Stated task: Count the lines in the items below that contain the word "jacket", and reply with that number alone.

Data extract:

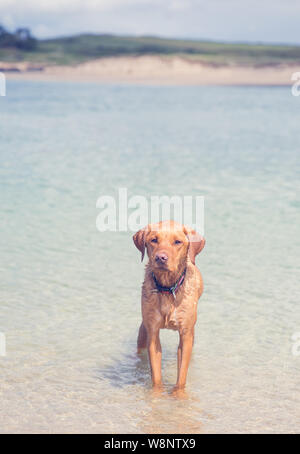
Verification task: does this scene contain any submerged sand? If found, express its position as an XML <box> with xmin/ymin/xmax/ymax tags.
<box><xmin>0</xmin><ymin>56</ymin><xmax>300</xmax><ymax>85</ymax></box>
...
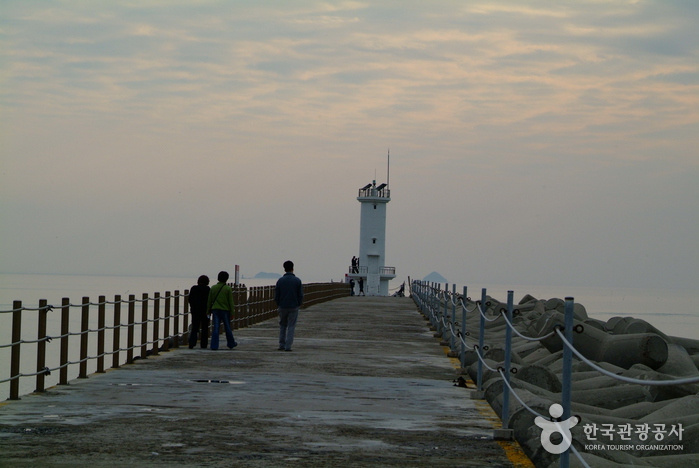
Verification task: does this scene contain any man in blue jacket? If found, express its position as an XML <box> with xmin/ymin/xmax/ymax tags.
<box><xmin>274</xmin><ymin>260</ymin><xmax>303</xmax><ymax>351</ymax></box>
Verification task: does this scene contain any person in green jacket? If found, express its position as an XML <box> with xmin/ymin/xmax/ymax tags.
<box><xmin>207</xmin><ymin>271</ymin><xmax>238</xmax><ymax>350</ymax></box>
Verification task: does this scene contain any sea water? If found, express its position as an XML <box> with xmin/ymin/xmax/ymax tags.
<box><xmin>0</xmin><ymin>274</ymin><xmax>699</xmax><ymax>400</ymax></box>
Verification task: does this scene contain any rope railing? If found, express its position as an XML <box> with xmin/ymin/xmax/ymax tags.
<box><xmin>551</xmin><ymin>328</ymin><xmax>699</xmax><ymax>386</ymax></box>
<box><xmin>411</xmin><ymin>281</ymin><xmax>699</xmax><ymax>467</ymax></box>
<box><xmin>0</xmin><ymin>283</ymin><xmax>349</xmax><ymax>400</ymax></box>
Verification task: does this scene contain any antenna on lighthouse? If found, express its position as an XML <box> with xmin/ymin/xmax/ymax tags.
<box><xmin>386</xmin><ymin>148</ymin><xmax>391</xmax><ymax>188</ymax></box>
==
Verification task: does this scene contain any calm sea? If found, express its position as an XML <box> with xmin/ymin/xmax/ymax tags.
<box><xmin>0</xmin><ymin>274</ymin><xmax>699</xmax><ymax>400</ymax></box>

Written response: 2